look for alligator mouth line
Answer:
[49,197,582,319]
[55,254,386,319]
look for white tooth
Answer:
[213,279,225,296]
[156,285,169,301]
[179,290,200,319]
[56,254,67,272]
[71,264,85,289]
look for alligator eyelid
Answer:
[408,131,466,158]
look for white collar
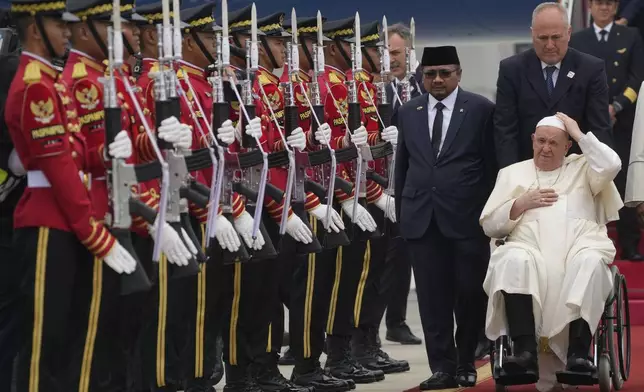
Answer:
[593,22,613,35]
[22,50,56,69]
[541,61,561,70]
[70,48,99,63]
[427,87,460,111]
****************
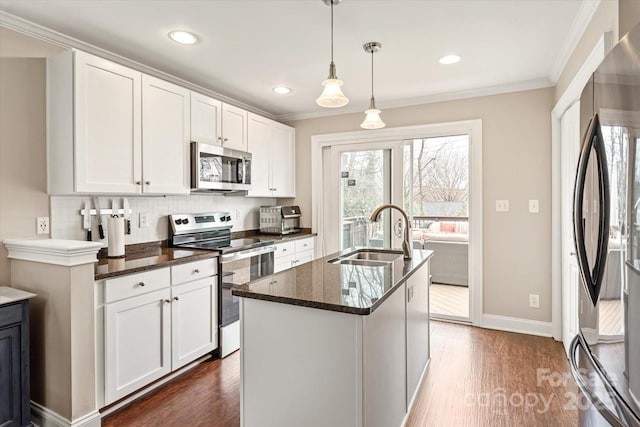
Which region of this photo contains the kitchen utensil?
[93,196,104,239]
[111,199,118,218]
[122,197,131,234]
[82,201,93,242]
****************
## [TASK DETAILS]
List the lines of the data from the line with "look for white tooth" to the line with "[408,131,466,158]" as a numbered list, both included, leaving out blank lines.

## [FULL OUTPUT]
1. look for white tooth
2. Answer:
3. [213,279,225,296]
4. [156,285,169,301]
5. [179,290,200,319]
6. [56,254,67,272]
7. [71,264,85,289]
8. look for alligator eyelid
9. Answer:
10. [408,131,466,158]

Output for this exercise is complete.